# START OF Data for this task

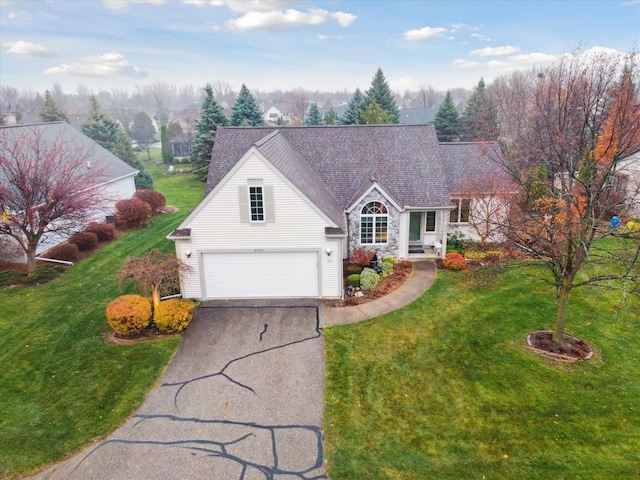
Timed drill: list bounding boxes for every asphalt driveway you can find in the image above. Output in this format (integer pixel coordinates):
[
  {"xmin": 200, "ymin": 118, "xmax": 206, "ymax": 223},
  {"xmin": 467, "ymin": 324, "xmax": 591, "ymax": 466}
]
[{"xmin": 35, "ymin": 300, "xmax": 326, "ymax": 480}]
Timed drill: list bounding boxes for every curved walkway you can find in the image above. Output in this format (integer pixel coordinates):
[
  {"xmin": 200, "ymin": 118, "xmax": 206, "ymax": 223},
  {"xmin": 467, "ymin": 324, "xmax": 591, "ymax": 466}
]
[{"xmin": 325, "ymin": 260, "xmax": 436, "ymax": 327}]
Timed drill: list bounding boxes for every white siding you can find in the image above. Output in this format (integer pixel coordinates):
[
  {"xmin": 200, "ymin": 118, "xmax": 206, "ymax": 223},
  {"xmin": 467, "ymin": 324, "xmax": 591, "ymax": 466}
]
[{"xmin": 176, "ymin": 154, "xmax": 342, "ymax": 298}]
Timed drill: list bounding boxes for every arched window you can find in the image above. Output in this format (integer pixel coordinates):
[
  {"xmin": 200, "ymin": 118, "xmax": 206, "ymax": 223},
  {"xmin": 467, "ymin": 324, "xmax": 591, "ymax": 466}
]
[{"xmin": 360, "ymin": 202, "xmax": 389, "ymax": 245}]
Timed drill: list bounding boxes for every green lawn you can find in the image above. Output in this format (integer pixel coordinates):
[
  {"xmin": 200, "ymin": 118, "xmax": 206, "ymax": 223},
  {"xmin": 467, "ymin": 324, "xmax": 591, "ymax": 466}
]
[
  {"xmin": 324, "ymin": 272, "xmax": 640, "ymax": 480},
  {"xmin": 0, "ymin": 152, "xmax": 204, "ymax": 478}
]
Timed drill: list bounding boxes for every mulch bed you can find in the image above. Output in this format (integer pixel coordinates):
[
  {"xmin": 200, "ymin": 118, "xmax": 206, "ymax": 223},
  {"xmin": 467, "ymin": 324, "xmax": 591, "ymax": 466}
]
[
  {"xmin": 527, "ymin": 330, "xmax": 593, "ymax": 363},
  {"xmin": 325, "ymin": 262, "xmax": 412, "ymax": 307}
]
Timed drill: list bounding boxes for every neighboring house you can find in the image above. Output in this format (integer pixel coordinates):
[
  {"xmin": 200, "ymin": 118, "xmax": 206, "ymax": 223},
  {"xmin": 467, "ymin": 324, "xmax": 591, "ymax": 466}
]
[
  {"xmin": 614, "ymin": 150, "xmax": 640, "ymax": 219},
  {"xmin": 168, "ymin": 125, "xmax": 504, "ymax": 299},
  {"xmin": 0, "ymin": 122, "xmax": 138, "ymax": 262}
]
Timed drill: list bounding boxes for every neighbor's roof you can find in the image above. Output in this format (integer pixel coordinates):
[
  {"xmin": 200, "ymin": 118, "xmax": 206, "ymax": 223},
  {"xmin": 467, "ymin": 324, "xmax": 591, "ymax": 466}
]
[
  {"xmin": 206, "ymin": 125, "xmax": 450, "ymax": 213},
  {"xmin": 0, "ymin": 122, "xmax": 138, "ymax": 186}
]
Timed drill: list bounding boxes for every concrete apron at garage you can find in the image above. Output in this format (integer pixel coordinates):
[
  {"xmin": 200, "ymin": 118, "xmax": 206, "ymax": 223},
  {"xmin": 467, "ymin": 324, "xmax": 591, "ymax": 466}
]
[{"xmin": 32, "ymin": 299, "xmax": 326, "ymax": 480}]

# END OF Data for this task

#### [What the exercise asks]
Rewrite the part of the listing that opens with the line containing "Timed drill: list bounding boxes for every concrete" and runs through the end of the listing, replacing "garage" with "carport" and leaving everything else unchanged. Return only that part.

#### [Response below]
Timed drill: list bounding boxes for every concrete apron at carport you can find in the image above. Output in this format (integer pixel coordinates):
[
  {"xmin": 200, "ymin": 118, "xmax": 206, "ymax": 223},
  {"xmin": 467, "ymin": 324, "xmax": 591, "ymax": 466}
]
[{"xmin": 32, "ymin": 299, "xmax": 326, "ymax": 480}]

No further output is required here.